<<<<

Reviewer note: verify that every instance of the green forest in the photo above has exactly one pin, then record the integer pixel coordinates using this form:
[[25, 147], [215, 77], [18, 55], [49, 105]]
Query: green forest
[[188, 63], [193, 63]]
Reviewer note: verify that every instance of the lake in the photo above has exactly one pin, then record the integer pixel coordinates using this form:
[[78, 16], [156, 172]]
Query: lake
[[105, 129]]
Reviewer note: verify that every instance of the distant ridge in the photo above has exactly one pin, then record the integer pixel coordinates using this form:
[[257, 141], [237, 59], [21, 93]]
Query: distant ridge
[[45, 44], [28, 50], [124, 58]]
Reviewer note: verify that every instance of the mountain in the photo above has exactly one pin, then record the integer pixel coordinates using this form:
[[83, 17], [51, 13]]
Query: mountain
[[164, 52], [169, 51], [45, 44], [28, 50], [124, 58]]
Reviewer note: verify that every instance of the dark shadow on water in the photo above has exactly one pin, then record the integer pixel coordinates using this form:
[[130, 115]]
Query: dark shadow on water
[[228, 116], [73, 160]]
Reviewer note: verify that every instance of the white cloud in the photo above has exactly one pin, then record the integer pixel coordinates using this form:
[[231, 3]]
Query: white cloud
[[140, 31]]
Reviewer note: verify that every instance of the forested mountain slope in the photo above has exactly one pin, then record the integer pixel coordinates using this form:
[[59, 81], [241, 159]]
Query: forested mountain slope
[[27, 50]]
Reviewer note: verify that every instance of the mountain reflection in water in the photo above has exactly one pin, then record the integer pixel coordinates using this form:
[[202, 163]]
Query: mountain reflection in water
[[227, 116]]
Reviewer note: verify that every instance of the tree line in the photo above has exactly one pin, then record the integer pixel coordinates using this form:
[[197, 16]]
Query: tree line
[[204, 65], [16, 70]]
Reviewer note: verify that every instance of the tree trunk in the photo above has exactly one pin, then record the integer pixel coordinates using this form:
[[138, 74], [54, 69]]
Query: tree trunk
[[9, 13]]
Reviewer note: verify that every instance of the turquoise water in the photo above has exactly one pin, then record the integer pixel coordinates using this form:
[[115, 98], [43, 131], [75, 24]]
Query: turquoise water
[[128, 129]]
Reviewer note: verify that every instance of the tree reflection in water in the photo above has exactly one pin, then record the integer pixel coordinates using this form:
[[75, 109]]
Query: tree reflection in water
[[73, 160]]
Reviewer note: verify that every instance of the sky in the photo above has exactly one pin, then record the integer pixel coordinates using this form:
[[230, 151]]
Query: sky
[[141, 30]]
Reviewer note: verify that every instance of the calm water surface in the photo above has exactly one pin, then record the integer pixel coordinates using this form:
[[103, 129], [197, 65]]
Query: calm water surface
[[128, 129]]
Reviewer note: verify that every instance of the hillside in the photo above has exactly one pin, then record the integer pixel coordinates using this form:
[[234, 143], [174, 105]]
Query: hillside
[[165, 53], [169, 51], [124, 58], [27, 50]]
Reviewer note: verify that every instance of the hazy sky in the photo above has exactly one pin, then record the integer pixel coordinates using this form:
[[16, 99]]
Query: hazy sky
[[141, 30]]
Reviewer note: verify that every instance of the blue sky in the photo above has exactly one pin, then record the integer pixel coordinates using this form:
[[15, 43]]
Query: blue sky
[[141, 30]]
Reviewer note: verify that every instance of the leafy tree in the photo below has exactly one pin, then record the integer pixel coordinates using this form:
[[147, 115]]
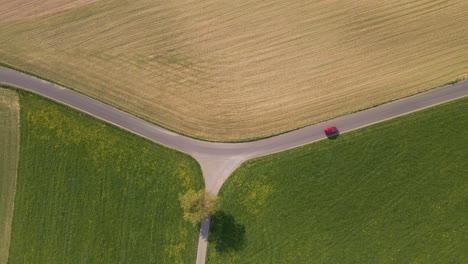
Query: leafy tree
[[198, 205]]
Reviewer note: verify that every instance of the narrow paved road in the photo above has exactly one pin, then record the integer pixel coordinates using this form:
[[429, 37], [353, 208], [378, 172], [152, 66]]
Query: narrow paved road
[[219, 160]]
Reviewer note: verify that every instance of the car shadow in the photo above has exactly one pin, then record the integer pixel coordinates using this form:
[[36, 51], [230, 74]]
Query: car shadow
[[225, 233]]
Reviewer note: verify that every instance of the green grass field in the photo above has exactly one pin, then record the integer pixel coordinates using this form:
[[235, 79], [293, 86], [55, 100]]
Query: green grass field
[[236, 70], [9, 148], [395, 192], [91, 193]]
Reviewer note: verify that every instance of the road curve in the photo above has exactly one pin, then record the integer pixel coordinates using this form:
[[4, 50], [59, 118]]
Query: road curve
[[219, 160]]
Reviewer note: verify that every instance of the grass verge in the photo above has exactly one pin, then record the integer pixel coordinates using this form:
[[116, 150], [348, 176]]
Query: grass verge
[[395, 192], [91, 193], [9, 148], [248, 70]]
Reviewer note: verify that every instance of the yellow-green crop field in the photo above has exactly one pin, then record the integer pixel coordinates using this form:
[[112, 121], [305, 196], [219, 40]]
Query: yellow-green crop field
[[233, 70], [9, 139]]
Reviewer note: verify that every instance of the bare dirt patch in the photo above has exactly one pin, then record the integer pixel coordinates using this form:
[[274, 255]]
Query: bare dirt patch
[[19, 9], [9, 140]]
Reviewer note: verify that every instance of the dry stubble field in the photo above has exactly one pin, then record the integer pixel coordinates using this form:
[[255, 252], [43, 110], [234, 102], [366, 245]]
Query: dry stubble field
[[233, 70], [9, 140]]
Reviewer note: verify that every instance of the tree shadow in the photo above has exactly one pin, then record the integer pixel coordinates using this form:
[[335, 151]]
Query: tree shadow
[[225, 233]]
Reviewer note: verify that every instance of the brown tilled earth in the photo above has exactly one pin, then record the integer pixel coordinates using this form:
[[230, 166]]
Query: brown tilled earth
[[9, 148], [20, 9], [233, 70]]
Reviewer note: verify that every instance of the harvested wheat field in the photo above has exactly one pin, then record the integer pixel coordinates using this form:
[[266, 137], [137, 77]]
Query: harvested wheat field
[[236, 70], [9, 147]]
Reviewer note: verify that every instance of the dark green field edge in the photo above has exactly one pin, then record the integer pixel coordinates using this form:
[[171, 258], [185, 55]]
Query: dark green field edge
[[88, 192], [211, 140], [393, 192]]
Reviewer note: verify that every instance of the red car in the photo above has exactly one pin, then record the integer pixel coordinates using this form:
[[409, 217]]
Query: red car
[[331, 131]]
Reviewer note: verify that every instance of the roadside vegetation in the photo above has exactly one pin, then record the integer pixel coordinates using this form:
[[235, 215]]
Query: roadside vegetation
[[88, 192], [395, 192], [9, 140], [243, 69], [198, 205]]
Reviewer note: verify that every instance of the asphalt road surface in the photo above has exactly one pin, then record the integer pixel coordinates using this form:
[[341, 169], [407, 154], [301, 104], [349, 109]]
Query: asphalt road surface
[[219, 160]]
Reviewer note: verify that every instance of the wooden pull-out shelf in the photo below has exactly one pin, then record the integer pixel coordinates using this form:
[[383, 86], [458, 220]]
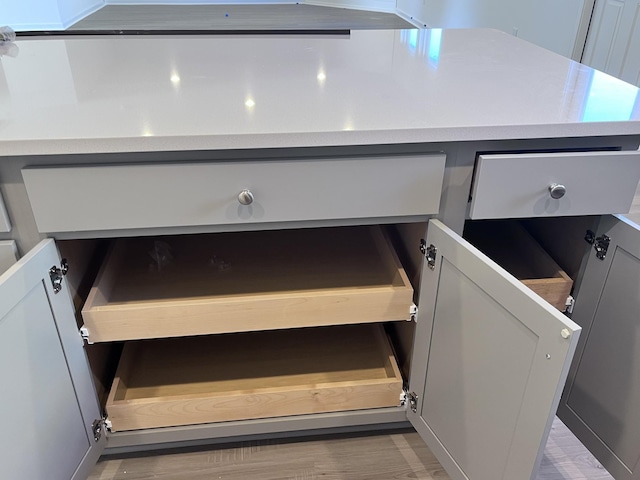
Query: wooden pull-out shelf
[[514, 249], [237, 282], [218, 378]]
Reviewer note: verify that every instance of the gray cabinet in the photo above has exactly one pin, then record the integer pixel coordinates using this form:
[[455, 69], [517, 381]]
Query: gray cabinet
[[600, 402], [49, 404], [490, 359]]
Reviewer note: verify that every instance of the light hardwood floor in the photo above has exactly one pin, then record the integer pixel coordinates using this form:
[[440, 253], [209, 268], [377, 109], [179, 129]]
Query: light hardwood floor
[[383, 456]]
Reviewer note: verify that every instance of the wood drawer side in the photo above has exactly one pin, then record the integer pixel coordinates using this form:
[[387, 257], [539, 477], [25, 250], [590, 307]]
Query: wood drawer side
[[248, 281], [195, 380], [510, 245]]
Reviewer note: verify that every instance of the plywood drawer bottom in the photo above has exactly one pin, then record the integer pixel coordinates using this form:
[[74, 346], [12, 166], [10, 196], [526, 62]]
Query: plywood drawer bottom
[[248, 281], [514, 249], [193, 380]]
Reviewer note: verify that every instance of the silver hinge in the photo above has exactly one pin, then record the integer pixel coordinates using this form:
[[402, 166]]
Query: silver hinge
[[429, 252], [413, 312], [413, 401], [84, 333], [56, 274], [410, 398], [600, 244], [99, 426], [569, 304]]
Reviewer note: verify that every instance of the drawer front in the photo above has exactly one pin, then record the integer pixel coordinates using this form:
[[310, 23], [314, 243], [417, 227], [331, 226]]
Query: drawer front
[[116, 197], [520, 185]]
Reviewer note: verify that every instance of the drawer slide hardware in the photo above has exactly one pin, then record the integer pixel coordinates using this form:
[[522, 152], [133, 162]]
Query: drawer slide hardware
[[429, 252], [84, 333], [413, 312], [56, 274], [600, 244]]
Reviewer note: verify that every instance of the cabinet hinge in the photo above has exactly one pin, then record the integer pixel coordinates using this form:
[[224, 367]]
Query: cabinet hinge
[[409, 398], [413, 312], [413, 401], [84, 333], [99, 426], [600, 244], [429, 252], [56, 274], [569, 304]]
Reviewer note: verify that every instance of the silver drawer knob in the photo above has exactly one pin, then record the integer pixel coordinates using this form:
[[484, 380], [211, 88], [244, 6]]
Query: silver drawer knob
[[245, 197], [557, 190]]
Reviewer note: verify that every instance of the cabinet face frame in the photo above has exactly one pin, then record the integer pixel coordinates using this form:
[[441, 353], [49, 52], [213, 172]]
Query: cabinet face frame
[[489, 361], [61, 370]]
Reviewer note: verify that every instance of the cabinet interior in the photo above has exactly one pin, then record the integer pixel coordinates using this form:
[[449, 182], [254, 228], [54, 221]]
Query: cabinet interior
[[317, 357]]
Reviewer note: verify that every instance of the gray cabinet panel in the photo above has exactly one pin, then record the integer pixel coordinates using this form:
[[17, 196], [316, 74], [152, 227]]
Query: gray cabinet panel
[[600, 402], [8, 254], [48, 405], [496, 358], [5, 224]]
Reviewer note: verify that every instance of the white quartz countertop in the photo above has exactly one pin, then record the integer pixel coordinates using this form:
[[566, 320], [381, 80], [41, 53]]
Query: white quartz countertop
[[154, 93]]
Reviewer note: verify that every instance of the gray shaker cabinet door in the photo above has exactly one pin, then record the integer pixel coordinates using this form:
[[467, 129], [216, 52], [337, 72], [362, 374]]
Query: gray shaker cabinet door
[[601, 403], [48, 398], [490, 360]]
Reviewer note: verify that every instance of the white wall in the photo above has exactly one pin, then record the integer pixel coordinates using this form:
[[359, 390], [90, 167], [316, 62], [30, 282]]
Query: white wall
[[30, 14], [552, 24], [24, 15], [73, 10]]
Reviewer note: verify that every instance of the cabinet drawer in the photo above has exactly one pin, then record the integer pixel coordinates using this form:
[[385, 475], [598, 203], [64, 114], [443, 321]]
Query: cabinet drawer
[[509, 245], [235, 282], [185, 381], [117, 197], [519, 185]]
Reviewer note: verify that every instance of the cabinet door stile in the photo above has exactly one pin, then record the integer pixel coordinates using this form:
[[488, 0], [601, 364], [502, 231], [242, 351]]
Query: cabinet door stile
[[49, 401], [490, 360]]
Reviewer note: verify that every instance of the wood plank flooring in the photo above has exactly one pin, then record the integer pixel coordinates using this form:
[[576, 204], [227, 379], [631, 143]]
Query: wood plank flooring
[[235, 17], [398, 455]]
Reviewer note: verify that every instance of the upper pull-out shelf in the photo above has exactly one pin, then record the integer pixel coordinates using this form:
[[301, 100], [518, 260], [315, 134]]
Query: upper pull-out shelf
[[236, 282]]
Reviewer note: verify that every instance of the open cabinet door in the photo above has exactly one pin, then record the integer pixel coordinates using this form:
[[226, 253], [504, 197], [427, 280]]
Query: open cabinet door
[[600, 403], [48, 400], [489, 363]]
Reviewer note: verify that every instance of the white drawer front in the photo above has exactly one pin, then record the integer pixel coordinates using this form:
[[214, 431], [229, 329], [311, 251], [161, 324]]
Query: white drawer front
[[519, 185], [113, 197]]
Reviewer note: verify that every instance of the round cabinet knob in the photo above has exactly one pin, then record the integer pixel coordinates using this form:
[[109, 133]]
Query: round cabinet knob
[[245, 197], [557, 190]]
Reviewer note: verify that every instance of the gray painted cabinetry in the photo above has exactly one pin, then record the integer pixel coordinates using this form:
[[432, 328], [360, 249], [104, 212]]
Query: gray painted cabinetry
[[603, 390], [398, 130]]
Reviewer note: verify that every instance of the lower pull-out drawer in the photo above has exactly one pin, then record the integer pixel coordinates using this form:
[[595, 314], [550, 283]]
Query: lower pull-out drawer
[[510, 245], [238, 282], [194, 380]]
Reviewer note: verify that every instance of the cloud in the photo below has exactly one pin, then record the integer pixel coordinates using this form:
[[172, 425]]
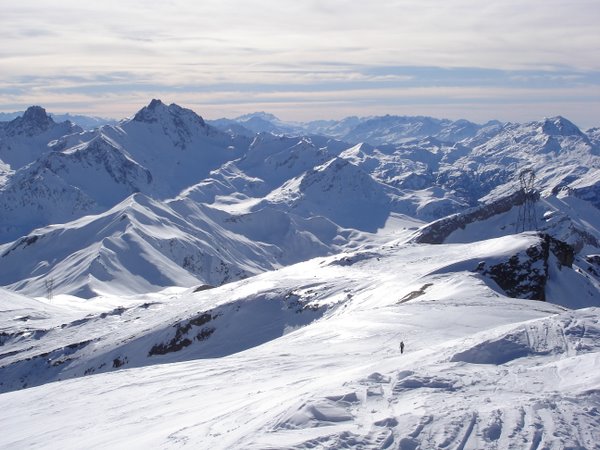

>>>>

_Written exercise:_
Extract every line above that contains the string "hardware", matching case exactly, and copy each one in full.

_Expected answer:_
Reviewer note: verify that every instance of the drawer slide hardware in the photo above has exactly one pin, then record the integer pixel coordinates using this form:
Query: drawer slide hardware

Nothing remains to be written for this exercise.